» **Aim of the task**
Set down the records that follow in full and without changes.

» **Data provided**
_ _ _ _

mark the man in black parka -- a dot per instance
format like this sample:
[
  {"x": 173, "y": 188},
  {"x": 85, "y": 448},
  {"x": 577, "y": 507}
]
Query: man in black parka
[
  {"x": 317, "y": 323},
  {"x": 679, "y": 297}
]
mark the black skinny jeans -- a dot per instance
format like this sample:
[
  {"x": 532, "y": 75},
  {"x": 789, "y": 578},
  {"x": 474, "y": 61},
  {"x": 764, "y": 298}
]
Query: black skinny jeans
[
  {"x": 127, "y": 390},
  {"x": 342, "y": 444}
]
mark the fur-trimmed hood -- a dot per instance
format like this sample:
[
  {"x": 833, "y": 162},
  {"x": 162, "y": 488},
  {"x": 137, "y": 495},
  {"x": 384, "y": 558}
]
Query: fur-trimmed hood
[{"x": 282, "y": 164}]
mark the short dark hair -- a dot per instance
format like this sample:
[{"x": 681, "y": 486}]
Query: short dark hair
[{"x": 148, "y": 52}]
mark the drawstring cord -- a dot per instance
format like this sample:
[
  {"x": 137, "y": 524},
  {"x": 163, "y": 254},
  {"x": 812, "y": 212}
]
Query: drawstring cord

_ _ _ _

» **Written reply**
mark the man in black parka -- a dot per instance
format like this sample:
[
  {"x": 173, "y": 188},
  {"x": 85, "y": 448},
  {"x": 577, "y": 507}
]
Query: man in black parka
[
  {"x": 317, "y": 323},
  {"x": 679, "y": 297}
]
mark the black skinny jeans -- a dot per instance
format like this sample:
[
  {"x": 532, "y": 75},
  {"x": 789, "y": 578},
  {"x": 474, "y": 61},
  {"x": 764, "y": 298}
]
Query: black skinny jeans
[
  {"x": 127, "y": 390},
  {"x": 342, "y": 444}
]
mark the fur-trimmed hood -- a dot per instance
format like this sample:
[
  {"x": 833, "y": 162},
  {"x": 162, "y": 488},
  {"x": 137, "y": 495},
  {"x": 384, "y": 558}
]
Query: fur-trimmed hood
[{"x": 282, "y": 164}]
mark the short dark hair -- a dot per instance
format like this sample:
[{"x": 681, "y": 486}]
Query: short dark hair
[{"x": 148, "y": 52}]
mark the drawstring cord -- a dot per instance
format like this sample:
[
  {"x": 137, "y": 524},
  {"x": 163, "y": 254},
  {"x": 812, "y": 212}
]
Query: drawstring cord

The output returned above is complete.